RECORDS SUPPLIED.
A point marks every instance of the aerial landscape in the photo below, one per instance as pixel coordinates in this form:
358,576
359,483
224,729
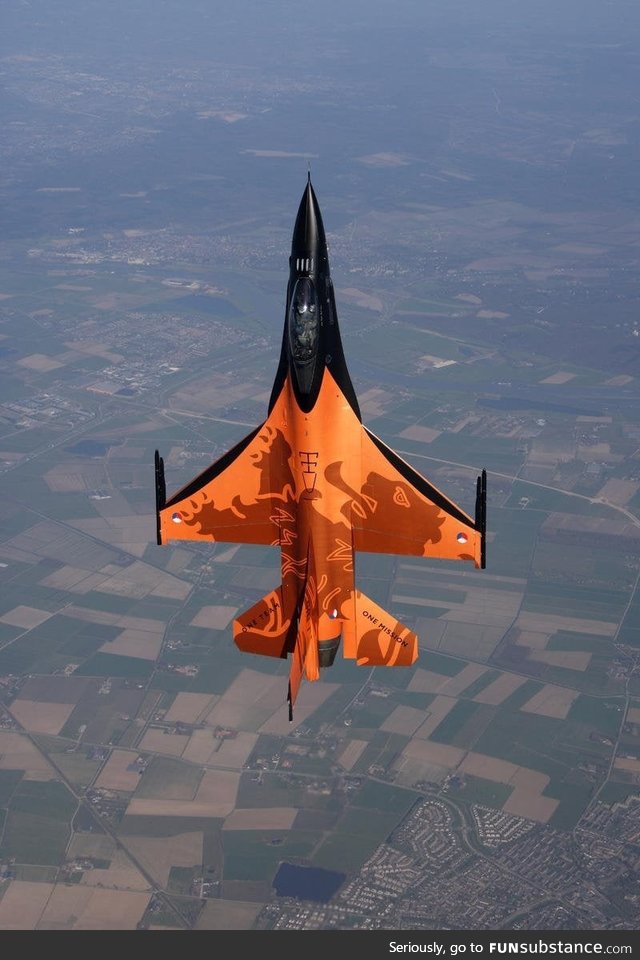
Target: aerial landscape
477,174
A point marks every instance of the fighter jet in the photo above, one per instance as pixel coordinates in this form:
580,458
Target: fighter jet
313,481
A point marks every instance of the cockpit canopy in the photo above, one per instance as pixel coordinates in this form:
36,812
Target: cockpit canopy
304,321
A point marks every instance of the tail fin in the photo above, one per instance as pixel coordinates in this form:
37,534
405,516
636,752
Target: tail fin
266,627
305,651
374,638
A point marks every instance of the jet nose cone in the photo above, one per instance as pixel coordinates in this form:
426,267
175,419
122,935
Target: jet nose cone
309,239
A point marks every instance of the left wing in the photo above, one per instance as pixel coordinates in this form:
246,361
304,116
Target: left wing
400,512
241,498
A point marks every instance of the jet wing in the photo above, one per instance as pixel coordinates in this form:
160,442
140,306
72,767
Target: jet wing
400,512
241,498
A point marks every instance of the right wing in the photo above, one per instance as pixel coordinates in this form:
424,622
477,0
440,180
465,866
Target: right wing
241,498
400,512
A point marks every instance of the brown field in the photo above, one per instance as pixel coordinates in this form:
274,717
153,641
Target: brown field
620,380
121,874
526,799
79,907
437,753
458,639
22,904
229,754
501,688
570,659
264,818
157,855
228,915
18,753
311,696
426,681
352,753
421,434
436,712
39,717
430,632
562,376
27,617
531,806
630,764
404,720
481,606
361,299
68,577
215,797
168,743
115,775
73,477
596,451
550,623
214,617
190,707
92,845
618,491
531,639
551,701
374,402
37,361
135,643
468,675
140,579
384,160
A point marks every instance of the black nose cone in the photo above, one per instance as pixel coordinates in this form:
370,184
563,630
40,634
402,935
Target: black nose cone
309,241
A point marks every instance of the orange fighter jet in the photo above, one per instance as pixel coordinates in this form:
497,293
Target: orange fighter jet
313,481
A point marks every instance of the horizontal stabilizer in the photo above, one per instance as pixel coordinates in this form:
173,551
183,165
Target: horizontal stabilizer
264,628
374,638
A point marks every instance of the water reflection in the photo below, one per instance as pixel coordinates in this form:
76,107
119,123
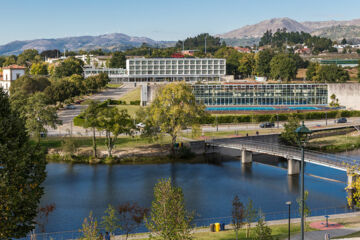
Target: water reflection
208,187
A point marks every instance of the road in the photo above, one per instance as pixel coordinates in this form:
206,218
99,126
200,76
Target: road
250,126
67,115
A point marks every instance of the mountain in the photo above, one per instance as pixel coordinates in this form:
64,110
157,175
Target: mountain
338,32
257,30
326,24
114,41
334,30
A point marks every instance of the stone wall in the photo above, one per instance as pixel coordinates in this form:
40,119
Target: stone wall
347,93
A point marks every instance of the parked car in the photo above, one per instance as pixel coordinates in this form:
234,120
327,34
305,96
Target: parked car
267,125
69,106
140,125
341,120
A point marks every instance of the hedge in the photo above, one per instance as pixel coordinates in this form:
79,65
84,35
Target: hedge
136,102
256,118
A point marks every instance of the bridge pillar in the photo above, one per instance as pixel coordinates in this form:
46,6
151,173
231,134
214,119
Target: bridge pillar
246,156
293,167
350,188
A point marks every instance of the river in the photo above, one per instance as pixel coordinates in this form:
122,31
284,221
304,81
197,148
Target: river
209,188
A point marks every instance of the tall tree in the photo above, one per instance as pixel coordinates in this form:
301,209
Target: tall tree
38,114
250,216
173,109
114,122
232,57
238,214
247,65
110,222
39,69
22,171
262,231
288,136
90,116
27,84
168,218
131,216
28,56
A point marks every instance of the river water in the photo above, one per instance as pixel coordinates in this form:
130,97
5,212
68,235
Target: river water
208,188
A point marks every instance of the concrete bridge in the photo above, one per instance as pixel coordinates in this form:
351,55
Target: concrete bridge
248,146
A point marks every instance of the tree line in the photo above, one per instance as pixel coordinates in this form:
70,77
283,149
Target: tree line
281,37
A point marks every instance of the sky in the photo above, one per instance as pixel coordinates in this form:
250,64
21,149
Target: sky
157,19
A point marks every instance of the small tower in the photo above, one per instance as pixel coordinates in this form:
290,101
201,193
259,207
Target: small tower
9,74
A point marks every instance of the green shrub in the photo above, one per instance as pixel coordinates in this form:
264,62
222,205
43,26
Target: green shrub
257,118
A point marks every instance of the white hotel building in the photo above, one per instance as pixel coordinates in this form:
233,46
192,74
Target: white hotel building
165,69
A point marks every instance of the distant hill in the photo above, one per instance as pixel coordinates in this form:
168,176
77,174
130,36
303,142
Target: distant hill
114,41
334,30
257,30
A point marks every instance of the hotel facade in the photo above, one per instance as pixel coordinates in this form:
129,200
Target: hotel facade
165,70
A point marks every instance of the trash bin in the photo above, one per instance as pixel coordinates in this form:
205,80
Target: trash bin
212,227
222,227
217,227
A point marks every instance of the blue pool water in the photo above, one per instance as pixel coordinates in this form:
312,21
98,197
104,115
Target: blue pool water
255,108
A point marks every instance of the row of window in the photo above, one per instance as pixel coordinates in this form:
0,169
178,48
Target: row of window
150,62
204,67
262,101
174,72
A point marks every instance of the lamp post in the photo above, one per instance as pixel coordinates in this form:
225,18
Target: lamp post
302,133
289,204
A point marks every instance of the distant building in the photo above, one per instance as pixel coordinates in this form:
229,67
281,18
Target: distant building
89,60
243,50
303,51
188,52
165,70
10,74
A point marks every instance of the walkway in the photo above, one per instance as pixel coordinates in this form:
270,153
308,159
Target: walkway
339,162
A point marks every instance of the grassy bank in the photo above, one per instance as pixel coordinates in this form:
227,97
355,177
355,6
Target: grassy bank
335,144
121,142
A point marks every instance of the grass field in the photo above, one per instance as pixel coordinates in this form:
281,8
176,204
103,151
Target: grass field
133,95
113,85
339,143
132,109
121,142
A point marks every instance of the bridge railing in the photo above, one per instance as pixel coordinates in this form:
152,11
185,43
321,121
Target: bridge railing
291,151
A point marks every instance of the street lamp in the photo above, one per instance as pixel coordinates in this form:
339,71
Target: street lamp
289,204
302,133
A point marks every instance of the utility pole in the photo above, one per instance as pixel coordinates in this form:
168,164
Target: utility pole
205,43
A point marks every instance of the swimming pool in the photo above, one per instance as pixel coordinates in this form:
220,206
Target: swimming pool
262,108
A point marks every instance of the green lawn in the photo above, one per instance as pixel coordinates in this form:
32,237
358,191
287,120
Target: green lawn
114,85
133,95
121,142
132,109
278,232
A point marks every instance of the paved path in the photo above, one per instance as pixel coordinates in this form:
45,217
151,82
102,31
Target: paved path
320,235
67,116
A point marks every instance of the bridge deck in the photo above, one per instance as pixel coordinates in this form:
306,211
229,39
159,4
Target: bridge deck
339,162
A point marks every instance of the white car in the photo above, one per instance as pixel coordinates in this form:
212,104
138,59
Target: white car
140,125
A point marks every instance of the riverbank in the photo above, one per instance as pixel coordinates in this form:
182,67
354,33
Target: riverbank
336,144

WHAT IS BEING ASKED.
Reproduce all of the entries above word for word, but leave out their pictures.

ANSWER SPACE.
A point marks every instance of the aerial landscape in the photo below, one per instance as pixel coordinates in this form:
358,576
359,483
224,729
Target: aerial landscape
477,174
A point marks every instance of the fighter jet in the photo above, one per instance as pixel coordinates in this form:
580,458
Target: fighter jet
313,481
A point marks every instance of the cockpit canopy in the photo above, one per instance as pixel coordinates in this form:
36,812
Target: cockpit canopy
304,321
A point marks every instance of the tail fin in the photo above, one per instance as pixel coordinates in this form:
37,534
405,516
636,752
Target: tail fin
266,627
305,651
374,638
A point marks every instance of the jet nose cone in the photo above, one per instance as pixel coordinates in this form:
426,267
175,419
122,935
Target: jet nose cone
309,239
A point marks every instance of the left wing in the photo above, one per instance as pixel coordinates in this form:
246,361
304,116
Target: left wing
400,512
241,498
A point marks every instance of the jet wing in the photo above, one per instance as pixel coordinates in this form:
160,442
140,306
72,767
Target: jet wing
400,512
241,498
A point marks every instance of the right wing in the photo above, one per instance as pixel coordinates in this form:
424,622
477,0
440,180
465,866
Target: right wing
241,498
400,512
A point marks every instance of the brown field in the photo above, one per instance as pixel coordinates in this form:
274,717
153,641
Target: brown field
620,380
121,874
526,799
79,907
437,753
458,639
22,904
229,754
501,688
570,659
264,818
157,855
228,915
18,753
311,696
426,681
352,753
421,434
436,712
39,717
430,632
562,376
27,617
531,806
630,764
404,720
481,606
361,299
68,577
215,797
168,743
115,775
73,477
596,451
550,623
214,617
190,707
92,845
618,491
531,639
551,701
374,402
37,361
135,643
468,675
140,579
384,160
A point marks every instance of the black nose cone in the photo above, one per instance as pixel coordinates in this form:
370,184
563,630
40,634
402,935
Target: black nose cone
309,241
A point marks every instance of the orange fighter jet in the photo above, one per instance as pixel coordinates in this form:
497,293
Target: orange fighter jet
313,481
A point marks every instance of the horizontal stabilizer in the photo above, one per instance as pixel coordinates in this form:
173,551
183,165
Target: horizontal stabilizer
264,628
374,638
A point marks every instance of the water reflection in the photo below, one per instance as pixel coordinates in this form:
76,107
119,123
Target: water reflection
208,187
A point marks every instance of the road in the photo above, one per instance as pixel coordinates in this form:
206,218
99,126
200,76
Target: road
250,126
67,115
A point marks every instance of the mountain in the photo above, one per instance as pixel coordinates in this form:
64,110
157,175
Target: mountain
338,32
257,30
326,24
114,41
334,30
A point marks every instance of the stone wall in the photo above, one per instance as pixel coordinates in this form:
40,119
Target: stone wall
347,93
A point marks every instance of the parked car in the photo above, one per instance as pixel coordinates in this form:
234,120
327,34
305,96
Target: parked car
267,125
69,106
140,125
341,120
A point marks every instance of the hedge in the photo above, one per instance as pixel coordinates in this form:
79,65
84,35
Target: hedge
136,102
256,118
A point marks every instance of the bridge pillar in the photo above, one per instance as pixel coordinates in this form:
46,6
151,173
231,134
214,119
Target: bridge pillar
246,156
293,167
350,188
A point marks every instance of the river in the photo above, one per instance as pixel coordinates in this form:
122,31
284,221
304,81
197,148
Target: river
209,188
A point marks every instance of the tall tree in the photo above, one per instance as pixel coordinates in this form:
301,209
Target: tall tree
38,114
250,216
173,109
114,122
232,57
238,214
247,65
110,222
39,69
22,171
262,231
288,136
90,116
27,84
168,218
131,216
28,56
A point marks every instance of the river water in the photo above, one per instance as pixel coordinates in this form:
130,97
5,212
68,235
Target: river water
208,188
A point marks every instance of the concrete bridge in the photo above, one per instance as pixel coordinates in this form:
351,55
Target: concrete bridge
248,146
A point marks every instance of the tree line in the photo above, one per instance as pixel coordinates in this form:
70,77
283,149
Target: tree line
281,37
A point marks every instance of the sky in the photo above, one per instance as pixel coordinates in this form:
250,64
21,149
Target: sky
157,19
A point marks every instance of the small tower in the photo above, one per instance as pixel coordinates in this form:
290,101
201,193
259,207
Target: small tower
9,74
A point marks every instance of the green shrub in the photo above, one per instance as pixel coordinates in this form:
264,62
222,205
43,26
Target: green shrub
257,118
A point marks every instance of the white hotel building in the photo above, one per instance as pixel coordinates in this form:
233,46
192,74
Target: white hotel building
165,69
A point marks every instance of the distant hill in the photo above, one per instance as pixel coordinates in this form:
168,176
77,174
130,36
303,142
Target: distant hill
114,41
334,30
257,30
A point marks every instance of the hotel facade in the photo above, one per instance as pixel coordinates in this form:
129,200
Target: hotel facade
165,70
A point marks every instance of the trash bin in the photo above, one per instance as pixel coordinates in this form:
205,80
Target: trash bin
212,227
222,227
217,227
A point marks every instance of the blue pool water in the photo above, one per instance as pixel coordinates in this form:
312,21
98,197
104,115
Target: blue pool water
255,108
A point marks every instance of the row of window in the photo above, one per instance as pixel coordinates in this form:
0,169
178,48
Target: row of window
150,62
204,67
262,101
174,72
A point marks every instance of the lamp post in the photo above, one per instance as pixel coordinates in this form:
225,18
Target: lamp post
302,133
289,204
A point marks every instance of the distant building in the photo above, one per instance as pixel coordinates in this form:
229,67
281,18
Target: distant building
89,60
243,50
303,51
188,52
165,70
10,74
A point marks every instance of the walkway in the photo above, one per instance as pixel coordinates in this form:
270,153
308,159
Target: walkway
339,162
A point marks every instance of the grassy bank in the photo above, one per instance as pixel coordinates in this form:
227,97
355,177
355,6
Target: grassy bank
335,144
121,142
A point marks every instance of the grass field in the photo above, one per instance as pixel coordinates in this form:
281,8
176,204
103,151
Target: grass field
133,95
113,85
339,143
132,109
121,142
A point marks every instance of the bridge railing in the photo above, one per instance as pixel coordinates in this form:
152,11
185,43
321,121
Target: bridge railing
291,151
A point marks every instance of the street lamp in the photo above, one per instance as pixel coordinates in this form:
339,71
Target: street lamp
289,204
302,133
A point marks every instance of the utility pole in the photo above, one per instance as pixel coordinates in this form:
168,164
Target: utility pole
205,43
A point marks every instance of the swimming pool in the photo above, one per instance as pixel coordinates in this form:
220,206
Target: swimming pool
262,108
A point marks every instance of the green lawn in the photo above, one per instance as pixel coordinates in this form:
32,237
358,191
287,120
Target: green lawn
114,85
133,95
121,142
132,109
278,232
A point marks every instance of the paved path in the photo above, one per instance as pixel coordinates in this form:
45,217
151,82
102,31
Target: paved path
320,235
67,116
A point marks every instance of the bridge deck in the photo above, one per instance as pixel coordinates in this form:
306,211
229,39
159,4
Target: bridge deck
339,162
A point marks every instance of the white car in the photo above, one per instance as pixel coordinates in this form:
212,104
138,59
Target: white car
140,125
A point marks every instance of the riverbank in the photo above, one per instance as pixel coordinates in this form:
182,67
354,33
Target: riverbank
336,144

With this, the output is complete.